### Supplied records
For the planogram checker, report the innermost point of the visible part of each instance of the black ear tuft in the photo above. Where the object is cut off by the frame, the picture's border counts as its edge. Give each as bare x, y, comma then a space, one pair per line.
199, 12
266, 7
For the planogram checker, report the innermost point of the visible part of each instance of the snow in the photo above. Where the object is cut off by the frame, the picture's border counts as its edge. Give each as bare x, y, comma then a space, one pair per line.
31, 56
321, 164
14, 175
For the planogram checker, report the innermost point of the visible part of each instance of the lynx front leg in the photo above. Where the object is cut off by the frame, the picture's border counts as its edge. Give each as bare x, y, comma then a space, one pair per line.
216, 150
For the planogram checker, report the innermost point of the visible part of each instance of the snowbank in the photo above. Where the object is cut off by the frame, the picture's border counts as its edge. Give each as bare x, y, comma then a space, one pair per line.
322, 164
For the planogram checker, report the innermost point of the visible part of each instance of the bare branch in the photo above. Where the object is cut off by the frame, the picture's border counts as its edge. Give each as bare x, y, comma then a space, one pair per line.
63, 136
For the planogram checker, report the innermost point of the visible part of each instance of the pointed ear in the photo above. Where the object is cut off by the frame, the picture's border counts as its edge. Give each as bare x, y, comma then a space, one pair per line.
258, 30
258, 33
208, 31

### Work item
Only a verbatim transcription of the lines from the one containing "of the snowbank" through the last line of the records counts as the answer.

### Problem solution
For the planogram checker, report the innermost point of the visible part of each instance of the snowbank in the photo above. Where the object is cut off by the frame, the picture's border counts as its edge. Give each as bare x, y, comma then a space, one pair per line.
322, 164
For the planogram checker, report the innermost point of the visible part of each instance of the bare branch in the photo above. Where the object is cut off by the frame, the picture's border counts as its edge. Give each as bare x, y, comma then a space, one pair per line.
63, 136
For the planogram checker, report the innermost point of the visible part of each instance of the pointed ear in the photo above. Where the object is cut off by the frame, the picture's border counts as its edge. Give each as bare x, y, comma then a space, one pair per line.
258, 30
258, 33
208, 31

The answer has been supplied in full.